■ Page text:

April 9, 2015 Posted by | Bush-Cheney Administration, Dick Cheney, Iran | , , , , , , | Leave a comment

“A Reminder About Netanyahu, Iraq, And Iran”: George W. Bush Listened To Netanyahu And The Neocons. The Rest Is History

Just a few weeks ago, Israeli Prime Minister Benjamin Netanyahu looked like a figure with huge influence in American politics. There he was addressing Congress, with Republicans practically carrying him into the House chamber on their shoulders. He was on every American television show he wanted, delivering his dark warnings of the second Holocaust to come if an agreement was signed with Iran. And now? Even after winning re-election, as Dan Drezner argues, Netanyahu has become irrelevant to the Iranian nuclear debate. There’s no one left for him to persuade.

And even though his argument always verged on the nonsensical—that any agreement to restrain Iran’s nuclear program “paves Iran’s way to the bomb,” whereas if we just walked away then Iran would abandon such ambitions and everything would turn out great—it is now becoming almost comical. He’s now demanding that Iran recognize Israel as a condition of any agreement, which as Josh Marshall notes would certainly be nice, but is completely irrelevant to the question of whether Iran has nuclear bombs or not. The agreement will succeed or fail, no matter what Benjamin Netanyahu thinks of it.

■ Exercise aim: Can you repeat, word for word, the part of the Netanyahu piece starting with "April 9, 2015" and going on through "him to persuade."?

■ Detection annotation data:
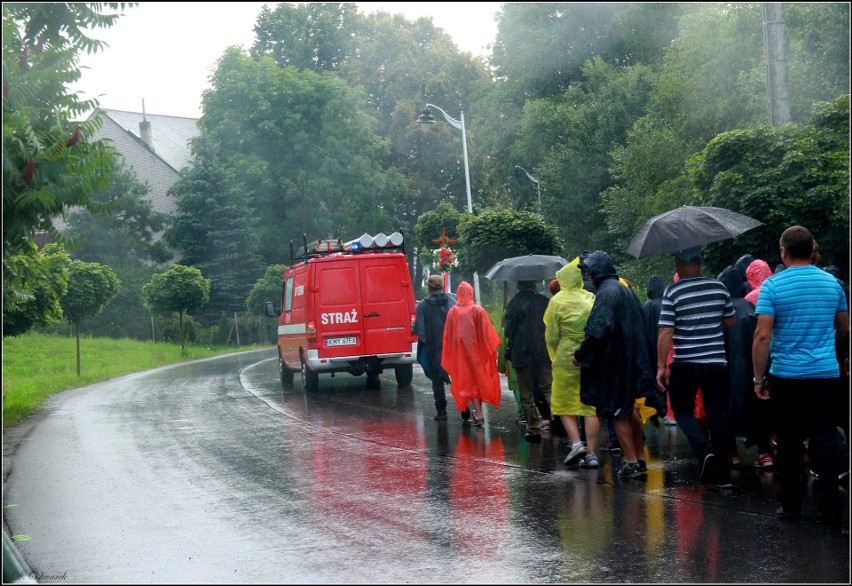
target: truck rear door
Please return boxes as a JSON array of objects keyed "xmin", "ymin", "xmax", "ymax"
[{"xmin": 359, "ymin": 254, "xmax": 414, "ymax": 355}]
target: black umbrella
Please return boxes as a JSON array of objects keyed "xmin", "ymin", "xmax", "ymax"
[
  {"xmin": 485, "ymin": 254, "xmax": 568, "ymax": 281},
  {"xmin": 627, "ymin": 206, "xmax": 763, "ymax": 258}
]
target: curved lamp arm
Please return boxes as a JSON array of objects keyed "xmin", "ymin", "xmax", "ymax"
[{"xmin": 426, "ymin": 104, "xmax": 464, "ymax": 131}]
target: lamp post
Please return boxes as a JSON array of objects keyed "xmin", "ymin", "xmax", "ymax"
[
  {"xmin": 417, "ymin": 104, "xmax": 481, "ymax": 305},
  {"xmin": 515, "ymin": 165, "xmax": 541, "ymax": 213}
]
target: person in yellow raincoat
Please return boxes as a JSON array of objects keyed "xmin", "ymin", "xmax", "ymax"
[{"xmin": 544, "ymin": 257, "xmax": 600, "ymax": 468}]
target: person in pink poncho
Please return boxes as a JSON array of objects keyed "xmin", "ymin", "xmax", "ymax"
[
  {"xmin": 746, "ymin": 259, "xmax": 772, "ymax": 305},
  {"xmin": 441, "ymin": 281, "xmax": 501, "ymax": 425}
]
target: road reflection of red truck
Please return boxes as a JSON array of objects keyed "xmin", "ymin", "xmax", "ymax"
[{"xmin": 267, "ymin": 232, "xmax": 417, "ymax": 392}]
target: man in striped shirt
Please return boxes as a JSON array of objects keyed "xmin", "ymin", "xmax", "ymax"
[
  {"xmin": 657, "ymin": 247, "xmax": 737, "ymax": 489},
  {"xmin": 752, "ymin": 226, "xmax": 849, "ymax": 526}
]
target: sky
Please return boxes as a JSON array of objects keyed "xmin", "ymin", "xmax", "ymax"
[{"xmin": 71, "ymin": 2, "xmax": 500, "ymax": 118}]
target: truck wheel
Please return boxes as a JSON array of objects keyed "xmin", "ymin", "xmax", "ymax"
[
  {"xmin": 278, "ymin": 356, "xmax": 295, "ymax": 387},
  {"xmin": 393, "ymin": 364, "xmax": 414, "ymax": 387},
  {"xmin": 302, "ymin": 360, "xmax": 319, "ymax": 393}
]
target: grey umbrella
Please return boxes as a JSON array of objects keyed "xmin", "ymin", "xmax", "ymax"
[
  {"xmin": 627, "ymin": 206, "xmax": 763, "ymax": 258},
  {"xmin": 485, "ymin": 254, "xmax": 568, "ymax": 281}
]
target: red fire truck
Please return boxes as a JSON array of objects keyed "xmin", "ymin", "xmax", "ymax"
[{"xmin": 267, "ymin": 232, "xmax": 417, "ymax": 392}]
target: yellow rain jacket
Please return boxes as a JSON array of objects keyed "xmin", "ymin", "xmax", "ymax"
[{"xmin": 544, "ymin": 257, "xmax": 595, "ymax": 415}]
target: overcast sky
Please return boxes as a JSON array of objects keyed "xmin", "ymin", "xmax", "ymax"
[{"xmin": 71, "ymin": 2, "xmax": 500, "ymax": 118}]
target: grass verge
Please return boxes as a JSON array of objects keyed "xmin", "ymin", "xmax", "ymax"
[{"xmin": 3, "ymin": 332, "xmax": 271, "ymax": 427}]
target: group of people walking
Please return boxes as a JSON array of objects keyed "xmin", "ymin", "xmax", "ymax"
[{"xmin": 415, "ymin": 226, "xmax": 849, "ymax": 525}]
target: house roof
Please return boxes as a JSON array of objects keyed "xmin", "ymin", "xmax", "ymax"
[{"xmin": 92, "ymin": 109, "xmax": 199, "ymax": 171}]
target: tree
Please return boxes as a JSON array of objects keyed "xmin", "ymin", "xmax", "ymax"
[
  {"xmin": 3, "ymin": 2, "xmax": 135, "ymax": 334},
  {"xmin": 3, "ymin": 242, "xmax": 68, "ymax": 337},
  {"xmin": 246, "ymin": 265, "xmax": 287, "ymax": 342},
  {"xmin": 164, "ymin": 140, "xmax": 263, "ymax": 325},
  {"xmin": 142, "ymin": 264, "xmax": 210, "ymax": 354},
  {"xmin": 457, "ymin": 206, "xmax": 562, "ymax": 273},
  {"xmin": 690, "ymin": 94, "xmax": 849, "ymax": 276},
  {"xmin": 199, "ymin": 48, "xmax": 405, "ymax": 264},
  {"xmin": 246, "ymin": 265, "xmax": 287, "ymax": 315},
  {"xmin": 62, "ymin": 260, "xmax": 121, "ymax": 376}
]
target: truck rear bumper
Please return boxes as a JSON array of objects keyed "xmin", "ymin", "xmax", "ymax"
[{"xmin": 305, "ymin": 342, "xmax": 417, "ymax": 372}]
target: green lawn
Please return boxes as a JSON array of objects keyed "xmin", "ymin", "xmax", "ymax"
[{"xmin": 3, "ymin": 333, "xmax": 272, "ymax": 427}]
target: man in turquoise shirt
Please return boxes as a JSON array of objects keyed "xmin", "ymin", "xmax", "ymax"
[{"xmin": 752, "ymin": 226, "xmax": 849, "ymax": 526}]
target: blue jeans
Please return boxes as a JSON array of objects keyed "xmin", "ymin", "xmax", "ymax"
[{"xmin": 669, "ymin": 362, "xmax": 736, "ymax": 470}]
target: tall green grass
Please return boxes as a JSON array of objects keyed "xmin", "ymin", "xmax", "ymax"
[{"xmin": 3, "ymin": 333, "xmax": 266, "ymax": 427}]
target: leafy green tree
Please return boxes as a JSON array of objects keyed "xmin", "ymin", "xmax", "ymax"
[
  {"xmin": 199, "ymin": 48, "xmax": 405, "ymax": 262},
  {"xmin": 251, "ymin": 2, "xmax": 358, "ymax": 73},
  {"xmin": 690, "ymin": 94, "xmax": 849, "ymax": 271},
  {"xmin": 164, "ymin": 140, "xmax": 262, "ymax": 325},
  {"xmin": 3, "ymin": 242, "xmax": 69, "ymax": 337},
  {"xmin": 512, "ymin": 57, "xmax": 657, "ymax": 254},
  {"xmin": 246, "ymin": 265, "xmax": 287, "ymax": 315},
  {"xmin": 246, "ymin": 265, "xmax": 287, "ymax": 342},
  {"xmin": 62, "ymin": 260, "xmax": 121, "ymax": 376},
  {"xmin": 601, "ymin": 3, "xmax": 849, "ymax": 275},
  {"xmin": 3, "ymin": 2, "xmax": 130, "ymax": 334},
  {"xmin": 251, "ymin": 3, "xmax": 490, "ymax": 235},
  {"xmin": 142, "ymin": 264, "xmax": 210, "ymax": 353},
  {"xmin": 457, "ymin": 206, "xmax": 562, "ymax": 273},
  {"xmin": 65, "ymin": 159, "xmax": 173, "ymax": 267}
]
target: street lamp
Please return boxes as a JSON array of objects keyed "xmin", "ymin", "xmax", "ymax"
[
  {"xmin": 515, "ymin": 165, "xmax": 541, "ymax": 213},
  {"xmin": 417, "ymin": 104, "xmax": 481, "ymax": 305}
]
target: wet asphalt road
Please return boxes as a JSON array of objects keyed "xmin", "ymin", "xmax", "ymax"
[{"xmin": 3, "ymin": 350, "xmax": 850, "ymax": 584}]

■ Solution below:
April 9, 2015 Posted by | Bush-Cheney Administration, Dick Cheney, Iran | , , , , , , | Leave a comment

“A Reminder About Netanyahu, Iraq, And Iran”: George W. Bush Listened To Netanyahu And The Neocons. The Rest Is History

Just a few weeks ago, Israeli Prime Minister Benjamin Netanyahu looked like a figure with huge influence in American politics. There he was addressing Congress, with Republicans practically carrying him into the House chamber on their shoulders. He was on every American television show he wanted, delivering his dark warnings of the second Holocaust to come if an agreement was signed with Iran. And now? Even after winning re-election, as Dan Drezner argues, Netanyahu has become irrelevant to the Iranian nuclear debate. There’s no one left for him to persuade.